## [Objective 1]
Answer these questions from the TEI validation text, labeling each answer (a), (b), or (c):
(a) Which tool does Brill use for validation?
(b) What is the machine-readable document that the parser needs called?
(c) Where in the XML document does the pointer to the schema go?
## [Objective 2]
Retype the part of the TEI validation text that opens with the words containing "Of course, these" and closes with "and use it.".
## [Objective 3]
Translate this sentence from the TEI validation text into Spanish: "Being XML, a schema is both human and machine readable."

## [Excerpted text]
++++++++++++++++++++

TEI

Validation

There are two basic checks if XML is “correct”: well-formedness and validity. Well-formedness is a property of XML as such: do the tags have angle brackets? Is the opening tag followed by a closing tag? And so on. Validity is a property of a given XML language: does the document use the tags in that language? Do these tags occur in the allowed combinations? The rules for this language need to be laid down somewhere. This is not the purpose of the guidelines of the TEI Consortium. These describe what can occur. But it is a purpose of these Brill TEI Guidelines. These also describe what can occur, but sometimes also what must (or must not) occur.

Of course, these guidelines are written for human consumption. However, processing large amounts of XML at high accuracy rates requires automatic validation. Any XML parser can do this – Brill uses Oxygen, which is a powerful tool with full support for TEI and an excellent customer service. But the parser needs a machine-readable document. This is called a “schema” and the following section explains how to create and use it.

Schema

First off: a schema contains constraints on the structure and content of XML files. A schema is itself expressed in XML. There are in fact several languages to create a schema, such as the Document Type Definition (DTD) language, XML Schema (with a capital S), and RELAX NG. (The latter is a short form of XML, called “compact syntax”). Being XML, a schema is both human and machine readable. There is a simple mechanism for associating an XML document with a schema: markup within the XML document itself. This happens even before the teiHeader. It is a pointer in the root element. We encountered this above in the following form: TEI@xmlns:rng="http://www.tei-c.org/release/xml/tei/custom/schema/relaxng/tei_all.rng".

++++++++++++++++++++

## [Supplied entries]

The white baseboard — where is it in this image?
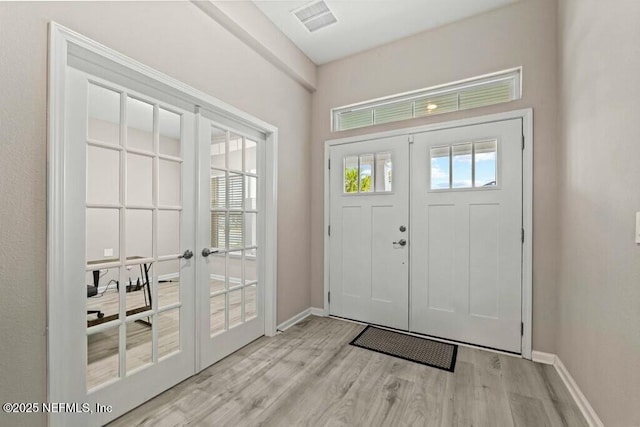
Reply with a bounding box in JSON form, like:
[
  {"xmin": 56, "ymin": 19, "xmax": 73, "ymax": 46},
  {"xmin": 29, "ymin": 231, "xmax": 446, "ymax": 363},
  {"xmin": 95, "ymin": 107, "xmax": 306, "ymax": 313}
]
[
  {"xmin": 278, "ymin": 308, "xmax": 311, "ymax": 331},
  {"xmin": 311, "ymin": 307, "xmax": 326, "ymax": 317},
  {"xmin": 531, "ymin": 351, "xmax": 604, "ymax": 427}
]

++++++++++++++++++++

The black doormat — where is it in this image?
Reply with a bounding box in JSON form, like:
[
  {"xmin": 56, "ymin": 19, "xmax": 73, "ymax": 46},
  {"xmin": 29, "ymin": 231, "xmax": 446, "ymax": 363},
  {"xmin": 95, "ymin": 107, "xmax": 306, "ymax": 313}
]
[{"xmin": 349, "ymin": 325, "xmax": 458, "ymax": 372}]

++++++++++++++++++++

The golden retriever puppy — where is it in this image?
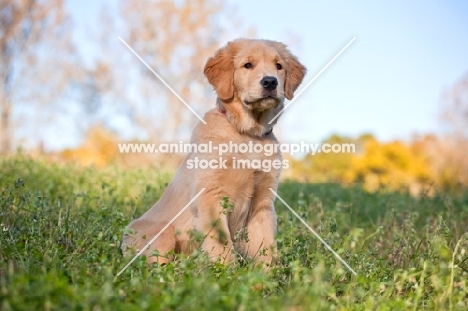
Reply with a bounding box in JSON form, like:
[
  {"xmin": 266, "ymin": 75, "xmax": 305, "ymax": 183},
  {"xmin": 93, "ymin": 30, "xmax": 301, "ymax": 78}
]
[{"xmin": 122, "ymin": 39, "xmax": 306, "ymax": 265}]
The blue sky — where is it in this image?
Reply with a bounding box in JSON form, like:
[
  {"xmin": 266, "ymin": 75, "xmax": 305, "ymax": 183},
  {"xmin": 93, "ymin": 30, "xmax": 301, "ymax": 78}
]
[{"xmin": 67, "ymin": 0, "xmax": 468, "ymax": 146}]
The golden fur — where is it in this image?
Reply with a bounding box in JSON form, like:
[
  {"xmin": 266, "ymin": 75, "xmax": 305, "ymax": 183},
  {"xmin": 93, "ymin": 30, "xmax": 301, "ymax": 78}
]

++++++++++++++++++++

## [Exercise output 1]
(a) Oxygen
(b) A schema
(c) In the root element, before the teiHeader

## [Exercise output 2]
Of course, these guidelines are written for human consumption. However, processing large amounts of XML at high accuracy rates requires automatic validation. Any XML parser can do this – Brill uses Oxygen, which is a powerful tool with full support for TEI and an excellent customer service. But the parser needs a machine-readable document. This is called a “schema” and the following section explains how to create and use it.

## [Exercise output 3]
Al ser XML, un esquema es legible tanto para personas como para máquinas.